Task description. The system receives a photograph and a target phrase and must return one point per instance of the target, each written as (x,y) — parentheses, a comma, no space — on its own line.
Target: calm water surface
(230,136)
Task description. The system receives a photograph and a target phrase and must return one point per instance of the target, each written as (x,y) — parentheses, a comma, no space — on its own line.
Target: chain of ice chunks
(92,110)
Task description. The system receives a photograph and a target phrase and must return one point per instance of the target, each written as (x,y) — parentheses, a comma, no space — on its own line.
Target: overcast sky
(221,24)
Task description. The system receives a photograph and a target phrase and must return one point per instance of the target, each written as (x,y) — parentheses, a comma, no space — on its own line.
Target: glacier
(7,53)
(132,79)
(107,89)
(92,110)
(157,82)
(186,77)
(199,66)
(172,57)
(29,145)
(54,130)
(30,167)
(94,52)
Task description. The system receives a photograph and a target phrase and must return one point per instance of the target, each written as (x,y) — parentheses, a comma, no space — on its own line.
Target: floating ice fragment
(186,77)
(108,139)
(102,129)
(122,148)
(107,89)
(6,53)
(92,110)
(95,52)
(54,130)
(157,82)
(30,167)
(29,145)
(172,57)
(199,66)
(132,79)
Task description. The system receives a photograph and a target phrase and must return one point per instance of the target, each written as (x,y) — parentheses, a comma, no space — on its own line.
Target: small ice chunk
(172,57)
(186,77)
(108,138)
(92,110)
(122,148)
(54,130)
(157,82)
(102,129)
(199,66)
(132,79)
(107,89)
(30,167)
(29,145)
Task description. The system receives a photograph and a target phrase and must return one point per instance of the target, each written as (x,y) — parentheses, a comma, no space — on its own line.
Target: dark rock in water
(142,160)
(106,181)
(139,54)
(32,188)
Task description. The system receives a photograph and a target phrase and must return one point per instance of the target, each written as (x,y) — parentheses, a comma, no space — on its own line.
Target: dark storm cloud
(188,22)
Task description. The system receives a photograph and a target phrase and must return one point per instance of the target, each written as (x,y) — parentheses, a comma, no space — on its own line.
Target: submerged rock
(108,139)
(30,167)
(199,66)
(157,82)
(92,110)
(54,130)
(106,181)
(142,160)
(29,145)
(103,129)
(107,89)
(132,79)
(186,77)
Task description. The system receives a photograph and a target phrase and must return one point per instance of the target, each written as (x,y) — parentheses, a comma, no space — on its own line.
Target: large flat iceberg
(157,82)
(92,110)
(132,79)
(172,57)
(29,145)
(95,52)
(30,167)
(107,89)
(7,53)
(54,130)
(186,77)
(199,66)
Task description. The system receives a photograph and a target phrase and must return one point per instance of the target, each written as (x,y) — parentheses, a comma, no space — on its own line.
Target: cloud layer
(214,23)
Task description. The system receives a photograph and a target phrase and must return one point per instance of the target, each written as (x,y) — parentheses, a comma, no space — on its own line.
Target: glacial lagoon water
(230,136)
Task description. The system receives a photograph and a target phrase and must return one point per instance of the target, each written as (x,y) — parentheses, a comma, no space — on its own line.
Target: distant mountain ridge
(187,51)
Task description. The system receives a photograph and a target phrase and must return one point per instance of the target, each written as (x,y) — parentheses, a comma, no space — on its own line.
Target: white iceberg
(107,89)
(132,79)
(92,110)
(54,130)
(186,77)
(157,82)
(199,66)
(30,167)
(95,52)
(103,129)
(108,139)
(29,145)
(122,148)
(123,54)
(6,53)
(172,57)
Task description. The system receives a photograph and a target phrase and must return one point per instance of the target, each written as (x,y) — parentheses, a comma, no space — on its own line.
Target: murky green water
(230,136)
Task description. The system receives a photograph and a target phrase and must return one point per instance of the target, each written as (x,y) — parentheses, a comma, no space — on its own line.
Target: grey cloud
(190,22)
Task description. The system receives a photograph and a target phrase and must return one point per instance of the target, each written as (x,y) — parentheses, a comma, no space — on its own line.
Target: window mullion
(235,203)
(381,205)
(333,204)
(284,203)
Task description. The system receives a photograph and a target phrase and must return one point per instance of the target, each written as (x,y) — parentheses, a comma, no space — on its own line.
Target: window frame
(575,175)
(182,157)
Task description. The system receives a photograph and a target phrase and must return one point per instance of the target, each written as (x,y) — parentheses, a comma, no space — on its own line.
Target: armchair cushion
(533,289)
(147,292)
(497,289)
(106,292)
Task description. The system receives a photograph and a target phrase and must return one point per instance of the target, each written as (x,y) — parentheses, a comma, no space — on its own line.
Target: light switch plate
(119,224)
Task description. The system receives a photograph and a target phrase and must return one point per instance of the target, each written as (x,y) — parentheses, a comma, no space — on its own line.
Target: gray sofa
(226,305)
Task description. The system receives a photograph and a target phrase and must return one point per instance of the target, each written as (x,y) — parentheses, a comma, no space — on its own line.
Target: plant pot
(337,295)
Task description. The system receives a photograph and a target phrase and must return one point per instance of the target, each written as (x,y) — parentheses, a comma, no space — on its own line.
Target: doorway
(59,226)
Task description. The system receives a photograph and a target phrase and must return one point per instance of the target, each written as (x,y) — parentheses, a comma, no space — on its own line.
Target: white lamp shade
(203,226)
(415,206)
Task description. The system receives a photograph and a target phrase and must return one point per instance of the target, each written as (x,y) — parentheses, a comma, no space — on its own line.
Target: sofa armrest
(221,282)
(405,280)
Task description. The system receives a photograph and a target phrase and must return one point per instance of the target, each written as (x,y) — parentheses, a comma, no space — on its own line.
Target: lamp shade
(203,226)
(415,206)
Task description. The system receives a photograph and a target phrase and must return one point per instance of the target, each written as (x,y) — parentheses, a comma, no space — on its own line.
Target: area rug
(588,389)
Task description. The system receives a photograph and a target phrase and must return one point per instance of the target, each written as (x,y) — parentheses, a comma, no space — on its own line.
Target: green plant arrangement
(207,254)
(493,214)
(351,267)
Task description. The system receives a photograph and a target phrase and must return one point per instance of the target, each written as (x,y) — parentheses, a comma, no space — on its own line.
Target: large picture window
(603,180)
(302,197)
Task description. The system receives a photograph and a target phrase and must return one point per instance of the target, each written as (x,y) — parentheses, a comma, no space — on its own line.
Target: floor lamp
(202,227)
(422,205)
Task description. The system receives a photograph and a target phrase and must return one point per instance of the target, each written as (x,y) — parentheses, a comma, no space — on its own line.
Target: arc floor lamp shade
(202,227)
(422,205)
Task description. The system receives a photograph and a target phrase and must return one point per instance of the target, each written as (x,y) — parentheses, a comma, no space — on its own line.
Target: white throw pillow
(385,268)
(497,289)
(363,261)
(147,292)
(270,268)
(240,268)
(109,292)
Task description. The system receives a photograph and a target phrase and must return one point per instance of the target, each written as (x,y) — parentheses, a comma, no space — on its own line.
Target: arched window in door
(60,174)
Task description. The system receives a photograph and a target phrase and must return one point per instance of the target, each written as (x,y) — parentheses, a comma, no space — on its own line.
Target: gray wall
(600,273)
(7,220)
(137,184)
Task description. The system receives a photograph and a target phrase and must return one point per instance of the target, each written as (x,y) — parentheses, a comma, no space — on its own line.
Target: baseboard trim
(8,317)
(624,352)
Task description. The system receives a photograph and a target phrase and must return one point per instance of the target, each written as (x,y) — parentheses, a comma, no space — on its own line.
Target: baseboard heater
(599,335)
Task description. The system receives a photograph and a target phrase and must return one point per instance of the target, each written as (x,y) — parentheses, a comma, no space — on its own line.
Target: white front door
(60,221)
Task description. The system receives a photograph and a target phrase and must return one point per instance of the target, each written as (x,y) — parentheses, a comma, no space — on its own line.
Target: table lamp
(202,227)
○ ○ ○ ○ ○ ○ ○
● WHAT IS REQUIRED:
Write out each line of the data above again, exactly as given.

● REPLY TO THE TASK:
Task description. The system receives a photograph and a target phrase and must return one point per instance of the target, each written as (x,y) — parentheses, a comma, no space — on its own line.
Target: calm water surface
(230,136)
Task description. The system receives a photograph and a target phrase and must return one point per instance of the target, each written as (x,y) — parentheses, a comma, no space — on its own line.
Target: chain of ice chunks
(92,110)
Task description. The system receives a photograph and a target phrase and must return one point per instance of the target, each written as (x,y) — parentheses, a comma, no space — on its own line.
Target: overcast sky
(221,24)
Task description. The system receives a photograph and a target phrase and must return one point per instance of the target, each written as (x,y) — parentheses, a comma, no space — on its own line.
Target: glacier
(7,53)
(132,79)
(107,89)
(92,110)
(157,82)
(186,77)
(199,66)
(172,57)
(29,145)
(54,130)
(30,167)
(94,52)
Task description. The system receives a photograph and a target phrase and must return one point per instance of the target, each written as (x,y) — parentheses, a comma, no space — on its own line.
Target: floating ice fragment
(186,77)
(108,139)
(102,129)
(122,148)
(107,89)
(6,53)
(92,110)
(95,52)
(54,130)
(157,82)
(30,167)
(29,145)
(172,57)
(199,66)
(132,79)
Task description. The system receives a photograph and a target phrase and must return one point per instance of the target, each written as (x,y) — parentheses, a comma, no space — on its own line.
Target: small ice chunk
(172,57)
(186,77)
(108,138)
(92,110)
(122,148)
(54,130)
(157,82)
(102,129)
(199,66)
(132,79)
(107,89)
(30,167)
(29,145)
Task description. The system receives a photograph and a target phrase and must return one point per instance of the target, each written as (x,y) — parentheses, a comma, no space — on its own line.
Target: dark rock in water
(142,160)
(106,181)
(139,54)
(32,188)
Task description. The system receives a photograph and a target phrase and must return one point per instance of the target, each written as (x,y) — parentheses, a comma, no space — on its own line.
Target: dark storm cloud
(188,22)
Task description. The system receives a photograph and a target phrase and must return one point per instance of the target, each written as (x,y) — parentheses, a comma, no space — on its own line.
Target: submerged rock
(108,139)
(30,167)
(199,66)
(157,82)
(92,110)
(54,130)
(106,181)
(142,160)
(29,145)
(103,129)
(107,89)
(132,79)
(186,77)
Task description. The system receives a photograph and a target phrase and must return one point per instance of the target, each written as (x,y) — parentheses, a comma, no space — on its own line.
Target: large flat iceberg
(157,82)
(92,110)
(132,79)
(172,57)
(29,145)
(95,52)
(30,167)
(107,89)
(7,53)
(54,130)
(186,77)
(199,66)
Task description. The system receives a photograph and a target phrase and must return one point per instance of the target, each written as (x,y) — parentheses, a comma, no space — on its own line.
Target: cloud layer
(214,23)
Task description. The system receives a photograph and a target phrase and must return one point per instance of the target, each written as (x,y) — parentheses, a comma, no space — on its own line.
Target: glacial lagoon water
(230,136)
Task description. The system receives a photograph and a target phrase and must return one point per instance of the target, each written as (x,y) — parentheses, a comma, no space — on its own line.
Target: distant mountain ridge
(187,51)
Task description. The system receives a photograph and a target phrase and must return one point per instance of the target, each written as (x,y) — parentheses, a comma, no space — on its own line.
Target: white iceberg
(107,89)
(132,79)
(92,110)
(54,130)
(186,77)
(157,82)
(199,66)
(30,167)
(95,52)
(103,129)
(108,139)
(29,145)
(122,148)
(123,54)
(6,53)
(172,57)
Task description. The system receives a photograph and a target phrase and must return one point per instance of the target, each written as (x,y) — parentheses, a comma, no space — on its own line.
Target: murky green water
(230,136)
Task description. The system receives a photograph and a target phrase and must return one point per instance of the target, each written as (x,y) — parentheses, a comma, no space — on its own line.
Target: grey cloud
(190,22)
Task description. The system receives a photograph and a target phrase and must return one point per instance of the target, each written as (x,y) — parentheses, a comma, no space — on its own line.
Target: window mullion
(235,203)
(381,205)
(333,204)
(284,203)
Task description. The system receives a photograph and a target phrase and must return one point per instance of the target, each written as (x,y) — parentheses, a comma, no space — on its own line.
Target: window frame
(575,175)
(182,157)
Task description. The system receives a photograph and a target phrase and must return one point per instance of the target, each written as (x,y) — parentheses, a comma, no space — on its own line.
Target: armchair cushion
(533,289)
(147,292)
(497,289)
(106,292)
Task description. The system receives a photograph and a target phrase and must return one point per instance of the target, each written as (x,y) — parentheses, a comma, no space — on its own line.
Target: light switch plate
(119,224)
Task description. The system receives a photograph and a target phrase and must return one point per instance of the target, each written as (x,y) — parentheses, a comma, no space — on its own line.
Target: gray sofa
(226,305)
Task description. The system receives a photograph and a target phrase and must return one point per instance of the target, each written as (x,y) — parentheses, a comma, no space — on its own line.
Target: plant pot
(337,295)
Task description. The system receives a photograph and a target phrase and must return one point per instance of the target, each written as (x,y) — parentheses, a comma, no space — on its own line.
Target: doorway
(59,226)
Task description. The system receives a photograph and a target phrase and must return one point per instance of the target, each written as (x,y) — parentheses, a comma, no space — on its own line.
Target: white lamp shade
(203,226)
(415,206)
Task description. The system receives a photograph and a target phrase and must return one point per instance of the target, each written as (x,y) — parentheses, a comma, no space — on its own line.
Target: sofa armrest
(221,282)
(405,280)
Task description. The system receives a photograph and a target phrase and must return one point per instance of the target, each written as (x,y) — parentheses, a comma, no space — on its own line.
Target: lamp shade
(203,226)
(415,206)
Task description. The system receives a photograph and a target phrase and must return one point per instance of the target, each written as (x,y) — parentheses, a comma, no space — on its own line.
Target: area rug
(588,389)
Task description. The system receives a photograph and a target phrase and must return one point per instance of the target, each written as (x,y) — parentheses, a comma, no space — on its own line.
Target: green plant arrangement
(207,254)
(493,214)
(351,267)
Task description. The system receives a photograph and a target phrase and must return one point per instance of the target, each written as (x,y) — parentheses, a comma, no space — on its own line.
Target: large picture window
(603,180)
(302,197)
Task description. The system receives a photograph and a target phrase and must return one point per instance of the target, each written as (x,y) — parentheses, a comma, no space — on its own line.
Target: floor lamp
(202,227)
(422,205)
Task description. The system receives a photograph and a target phrase and must return one point per instance of the target, each written as (x,y) — parentheses, a comma, no space — on its own line.
Target: arc floor lamp shade
(202,227)
(422,205)
Task description. The system receives a photograph and a target phrase and must return one point per instance of the target, each written as (x,y) — parentheses, a comma, no space — on its own line.
Target: white throw pillow
(385,268)
(497,289)
(363,261)
(147,292)
(270,268)
(240,268)
(109,292)
Task description. The system receives a photograph and a target phrase and must return one point per instance of the target, each written as (x,y) — parentheses, a comma, no space — on its own line.
Target: arched window in door
(60,174)
Task description. The system receives a photograph and a target phrase and must return one point per instance of the target, each written as (x,y) — parentheses, a comma, no space — on its own line.
Target: gray wall
(600,273)
(7,220)
(137,184)
Task description. The system receives a photograph and a target phrase and must return one point per instance of the target, each written as (x,y) — parentheses, a comma, no space — on its own line.
Target: baseboard trim
(8,317)
(624,352)
Task description. The system receives a photograph and a target phrase and must return one point per instance of the target, each written as (x,y) — parentheses, a comma, no space — on its own line.
Target: baseboard heater
(599,335)
Task description. The system receives a photograph and a target phrase and must return one point per instance of the target, each written as (x,y) — parentheses, a comma, no space — on its own line.
Target: white front door
(60,221)
Task description. The system receives a photograph and a target phrase and must return one point per instance of the target, each written as (x,y) — parentheses, a comma, no space — on its own line.
Target: table lamp
(202,227)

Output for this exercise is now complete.